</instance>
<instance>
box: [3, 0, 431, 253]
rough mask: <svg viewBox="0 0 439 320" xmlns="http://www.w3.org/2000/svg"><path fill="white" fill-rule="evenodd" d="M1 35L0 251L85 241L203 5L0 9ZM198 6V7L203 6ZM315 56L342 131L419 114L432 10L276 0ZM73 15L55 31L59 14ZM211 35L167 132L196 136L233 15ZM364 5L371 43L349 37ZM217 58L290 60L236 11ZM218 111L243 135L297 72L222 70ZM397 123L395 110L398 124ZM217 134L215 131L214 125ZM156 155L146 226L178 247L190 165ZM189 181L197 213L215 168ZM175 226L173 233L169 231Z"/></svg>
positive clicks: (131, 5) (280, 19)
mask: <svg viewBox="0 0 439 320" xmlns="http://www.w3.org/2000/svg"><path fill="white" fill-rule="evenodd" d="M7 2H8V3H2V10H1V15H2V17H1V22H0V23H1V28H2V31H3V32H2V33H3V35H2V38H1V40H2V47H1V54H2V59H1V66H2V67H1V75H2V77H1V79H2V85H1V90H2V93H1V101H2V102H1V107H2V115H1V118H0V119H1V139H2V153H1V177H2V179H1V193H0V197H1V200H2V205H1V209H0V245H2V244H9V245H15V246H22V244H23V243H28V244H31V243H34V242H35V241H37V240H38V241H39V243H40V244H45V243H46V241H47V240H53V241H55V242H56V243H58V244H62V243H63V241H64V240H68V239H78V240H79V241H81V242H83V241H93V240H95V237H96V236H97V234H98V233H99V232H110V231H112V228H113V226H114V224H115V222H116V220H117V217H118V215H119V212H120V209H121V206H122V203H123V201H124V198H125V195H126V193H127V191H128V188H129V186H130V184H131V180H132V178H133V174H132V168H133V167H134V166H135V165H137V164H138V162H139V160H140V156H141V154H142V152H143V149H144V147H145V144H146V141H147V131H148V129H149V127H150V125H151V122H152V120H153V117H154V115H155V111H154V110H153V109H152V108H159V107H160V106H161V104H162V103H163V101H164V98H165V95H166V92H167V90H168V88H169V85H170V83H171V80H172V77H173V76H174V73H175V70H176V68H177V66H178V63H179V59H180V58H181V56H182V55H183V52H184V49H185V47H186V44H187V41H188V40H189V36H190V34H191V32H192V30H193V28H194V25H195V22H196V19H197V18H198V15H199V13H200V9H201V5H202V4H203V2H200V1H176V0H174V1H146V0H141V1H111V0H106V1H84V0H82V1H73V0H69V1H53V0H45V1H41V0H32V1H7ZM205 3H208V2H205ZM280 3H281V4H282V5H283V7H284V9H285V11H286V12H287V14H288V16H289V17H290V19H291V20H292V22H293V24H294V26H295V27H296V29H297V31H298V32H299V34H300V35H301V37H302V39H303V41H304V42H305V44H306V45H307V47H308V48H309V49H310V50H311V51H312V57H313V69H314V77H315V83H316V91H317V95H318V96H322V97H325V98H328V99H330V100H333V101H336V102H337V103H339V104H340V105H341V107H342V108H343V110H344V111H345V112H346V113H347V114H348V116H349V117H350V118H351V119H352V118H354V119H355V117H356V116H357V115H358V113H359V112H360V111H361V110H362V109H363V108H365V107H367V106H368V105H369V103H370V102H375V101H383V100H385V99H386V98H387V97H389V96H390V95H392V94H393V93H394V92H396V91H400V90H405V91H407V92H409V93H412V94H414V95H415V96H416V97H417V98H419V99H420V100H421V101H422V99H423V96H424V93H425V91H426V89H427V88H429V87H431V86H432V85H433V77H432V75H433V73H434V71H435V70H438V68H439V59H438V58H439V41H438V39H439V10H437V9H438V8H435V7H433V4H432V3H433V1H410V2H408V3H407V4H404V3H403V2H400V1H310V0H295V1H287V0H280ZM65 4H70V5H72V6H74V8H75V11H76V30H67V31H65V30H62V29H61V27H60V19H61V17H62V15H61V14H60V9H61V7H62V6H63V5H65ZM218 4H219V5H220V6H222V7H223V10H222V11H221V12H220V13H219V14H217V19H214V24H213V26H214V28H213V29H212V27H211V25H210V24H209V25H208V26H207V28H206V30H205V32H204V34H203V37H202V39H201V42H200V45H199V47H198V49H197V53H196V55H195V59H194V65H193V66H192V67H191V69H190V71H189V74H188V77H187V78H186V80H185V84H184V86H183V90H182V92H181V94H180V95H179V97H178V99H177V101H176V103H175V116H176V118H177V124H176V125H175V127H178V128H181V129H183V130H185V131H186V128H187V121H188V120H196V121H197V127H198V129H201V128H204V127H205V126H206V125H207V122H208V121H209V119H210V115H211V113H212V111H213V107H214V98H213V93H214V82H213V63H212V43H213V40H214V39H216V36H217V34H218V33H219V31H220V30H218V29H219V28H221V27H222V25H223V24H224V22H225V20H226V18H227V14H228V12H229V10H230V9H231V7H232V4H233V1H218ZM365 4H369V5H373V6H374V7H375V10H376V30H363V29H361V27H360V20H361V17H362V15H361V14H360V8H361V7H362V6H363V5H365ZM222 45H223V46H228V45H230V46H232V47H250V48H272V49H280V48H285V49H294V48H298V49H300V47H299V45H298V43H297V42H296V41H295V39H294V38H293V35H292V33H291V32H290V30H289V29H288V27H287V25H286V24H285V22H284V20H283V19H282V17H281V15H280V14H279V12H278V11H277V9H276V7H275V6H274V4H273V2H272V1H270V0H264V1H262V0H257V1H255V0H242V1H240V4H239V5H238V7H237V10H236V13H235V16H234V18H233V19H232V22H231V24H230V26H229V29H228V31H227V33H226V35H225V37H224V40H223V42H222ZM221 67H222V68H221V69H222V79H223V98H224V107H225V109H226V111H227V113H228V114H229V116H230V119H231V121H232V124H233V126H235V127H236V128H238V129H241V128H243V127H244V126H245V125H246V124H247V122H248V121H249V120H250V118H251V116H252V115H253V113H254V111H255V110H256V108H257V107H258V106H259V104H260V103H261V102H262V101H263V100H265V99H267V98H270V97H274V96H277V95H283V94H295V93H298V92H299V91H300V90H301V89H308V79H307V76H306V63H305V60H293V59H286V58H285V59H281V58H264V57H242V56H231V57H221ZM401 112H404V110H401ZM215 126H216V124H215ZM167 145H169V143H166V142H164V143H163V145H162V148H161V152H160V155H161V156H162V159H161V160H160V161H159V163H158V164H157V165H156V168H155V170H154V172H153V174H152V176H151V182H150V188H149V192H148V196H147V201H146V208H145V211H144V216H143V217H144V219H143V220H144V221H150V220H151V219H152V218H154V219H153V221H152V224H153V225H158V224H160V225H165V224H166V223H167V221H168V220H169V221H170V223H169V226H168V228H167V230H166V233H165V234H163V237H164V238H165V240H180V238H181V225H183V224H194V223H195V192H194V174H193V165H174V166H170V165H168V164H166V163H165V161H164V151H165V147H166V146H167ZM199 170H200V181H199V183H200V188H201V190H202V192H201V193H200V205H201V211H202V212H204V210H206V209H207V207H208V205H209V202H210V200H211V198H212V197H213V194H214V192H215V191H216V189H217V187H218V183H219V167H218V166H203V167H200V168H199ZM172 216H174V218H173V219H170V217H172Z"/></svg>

* Instructions for the task
Your answer must be the records above, repeated exactly.

* Worked solution
</instance>
<instance>
box: [3, 0, 431, 253]
rough mask: <svg viewBox="0 0 439 320" xmlns="http://www.w3.org/2000/svg"><path fill="white" fill-rule="evenodd" d="M1 35L0 251L85 241L203 5L0 9ZM198 6V7L203 6ZM315 56L342 131L419 114L432 10L276 0ZM73 15L55 31L59 14ZM211 35L167 132L196 136L233 15ZM364 5L371 43L349 37ZM217 58L290 60L236 11ZM218 111L243 135L297 72L222 70ZM397 123L395 110L398 124ZM217 134L215 131L214 125ZM156 155L146 226L178 247L190 165ZM189 181L197 213L215 168ZM175 226L173 233L169 231Z"/></svg>
positive clicks: (131, 5) (280, 19)
mask: <svg viewBox="0 0 439 320" xmlns="http://www.w3.org/2000/svg"><path fill="white" fill-rule="evenodd" d="M7 2H8V3H2V10H1V15H2V17H1V22H0V23H1V28H2V31H3V32H2V33H3V35H2V38H1V40H2V47H1V54H2V59H1V66H2V67H1V75H2V77H1V79H2V85H1V90H2V93H1V101H2V102H1V107H2V115H1V118H0V119H1V139H2V153H1V177H2V179H1V193H0V197H1V200H2V205H1V209H0V245H2V244H9V245H15V246H22V244H23V243H28V244H31V243H34V242H35V241H37V240H38V241H39V243H40V244H45V243H46V241H47V240H53V241H55V242H56V243H58V244H62V243H63V241H64V240H68V239H78V240H79V241H81V242H83V241H93V240H95V237H96V236H97V234H98V233H99V232H110V231H112V228H113V226H114V224H115V222H116V220H117V217H118V215H119V212H120V209H121V206H122V203H123V201H124V198H125V195H126V193H127V191H128V188H129V186H130V184H131V180H132V178H133V174H132V168H133V167H134V166H135V165H137V164H138V162H139V160H140V156H141V154H142V152H143V149H144V147H145V144H146V141H147V131H148V129H149V127H150V125H151V122H152V120H153V117H154V115H155V111H154V110H153V109H152V108H159V107H160V106H161V104H162V103H163V101H164V98H165V95H166V92H167V90H168V88H169V85H170V83H171V80H172V77H173V76H174V73H175V70H176V68H177V66H178V63H179V59H180V58H181V56H182V55H183V52H184V49H185V47H186V44H187V41H188V40H189V36H190V34H191V32H192V30H193V28H194V25H195V22H196V19H197V18H198V15H199V13H200V9H201V5H202V4H203V2H200V1H176V0H174V1H146V0H141V1H111V0H106V1H84V0H82V1H73V0H69V1H53V0H45V1H41V0H32V1H7ZM205 3H208V2H205ZM280 3H281V4H282V5H283V7H284V9H285V11H286V12H287V14H288V16H289V17H290V19H291V20H292V22H293V24H294V26H295V27H296V29H297V31H298V32H299V34H300V35H301V37H302V39H303V41H304V42H305V44H306V45H307V47H308V48H309V49H310V50H311V51H312V57H313V69H314V77H315V83H316V91H317V95H318V96H322V97H325V98H328V99H330V100H333V101H336V102H337V103H339V104H340V105H341V107H342V108H343V110H344V111H345V112H346V113H347V114H348V116H349V117H350V118H351V119H352V118H354V119H355V117H356V116H357V115H358V113H359V112H360V111H361V110H362V109H363V108H365V107H367V106H368V105H369V103H370V102H375V101H383V100H385V99H386V98H387V97H389V96H390V95H392V94H393V93H394V92H396V91H400V90H405V91H407V92H409V93H412V94H414V95H415V96H416V97H417V98H419V99H420V100H421V101H422V99H423V96H424V93H425V91H426V89H427V88H429V87H431V86H432V85H433V77H432V75H433V73H434V71H435V70H438V68H439V59H438V58H439V41H438V39H439V10H437V9H438V8H435V7H433V4H432V3H433V1H410V2H408V3H407V4H404V3H403V2H400V1H310V0H295V1H287V0H280ZM65 4H70V5H72V6H74V8H75V11H76V30H67V31H65V30H62V29H61V27H60V19H61V17H62V15H61V14H60V9H61V7H62V6H63V5H65ZM218 4H219V5H220V6H222V7H223V10H222V11H221V12H220V13H219V14H217V19H214V24H213V26H214V28H213V29H212V27H211V25H210V24H209V25H208V26H207V28H206V30H205V32H204V34H203V37H202V39H201V42H200V45H199V47H198V49H197V53H196V55H195V59H194V65H193V66H192V67H191V69H190V71H189V74H188V77H187V78H186V80H185V84H184V86H183V90H182V92H181V94H180V95H179V97H178V99H177V101H176V103H175V116H176V118H177V124H176V125H175V127H178V128H181V129H183V130H185V131H186V128H187V121H188V120H196V121H197V127H198V129H201V128H204V127H205V126H206V125H207V122H208V121H209V119H210V115H211V113H212V111H213V107H214V98H213V93H214V82H213V63H212V43H213V40H214V39H216V36H217V34H218V33H219V31H220V30H218V29H219V28H221V27H222V25H223V24H224V22H225V20H226V18H227V14H228V12H229V10H230V9H231V7H232V4H233V1H218ZM365 4H369V5H373V6H374V7H375V10H376V30H363V29H361V27H360V20H361V17H362V15H361V14H360V8H361V7H362V6H363V5H365ZM222 45H223V46H228V45H230V46H232V47H250V48H272V49H280V48H285V49H294V48H298V49H300V47H299V45H298V43H297V42H296V41H295V39H294V38H293V35H292V33H291V32H290V30H289V29H288V27H287V25H286V24H285V22H284V20H283V19H282V17H281V15H280V14H279V12H278V11H277V9H276V7H275V6H274V4H273V2H272V1H270V0H264V1H262V0H257V1H255V0H242V1H240V4H239V5H238V7H237V10H236V13H235V16H234V18H233V19H232V22H231V24H230V26H229V29H228V31H227V33H226V35H225V37H224V40H223V42H222ZM221 67H222V68H221V69H222V79H223V98H224V107H225V109H226V111H227V113H228V114H229V116H230V119H231V121H232V124H233V126H235V127H236V128H238V129H241V128H243V127H244V126H245V125H246V124H247V122H248V121H249V120H250V118H251V116H252V115H253V113H254V111H255V110H256V108H257V107H258V106H259V104H260V103H261V102H262V101H263V100H265V99H267V98H270V97H274V96H277V95H283V94H295V93H298V92H299V91H300V90H301V89H308V79H307V76H306V63H305V60H293V59H286V58H285V59H281V58H264V57H242V56H231V57H221ZM401 112H404V110H401ZM215 126H216V124H215ZM167 145H169V143H166V142H164V143H163V145H162V148H161V152H160V155H161V156H162V159H161V160H160V161H159V163H158V164H157V165H156V168H155V170H154V172H153V174H152V176H151V182H150V188H149V192H148V196H147V201H146V208H145V211H144V216H143V217H144V219H143V220H144V221H150V220H151V219H152V218H154V219H153V221H152V224H153V225H158V224H160V225H165V224H166V223H167V221H168V220H169V221H170V223H169V226H168V228H167V230H166V233H165V234H163V237H164V238H165V240H180V238H181V225H183V224H194V223H195V192H194V174H193V165H174V166H170V165H168V164H166V163H165V161H164V151H165V147H166V146H167ZM199 170H200V181H199V183H200V188H201V190H202V192H201V193H200V205H201V211H202V212H204V210H206V209H207V207H208V205H209V202H210V200H211V198H212V197H213V194H214V192H215V191H216V189H217V187H218V183H219V167H218V166H203V167H200V168H199ZM172 216H174V218H173V219H170V217H172Z"/></svg>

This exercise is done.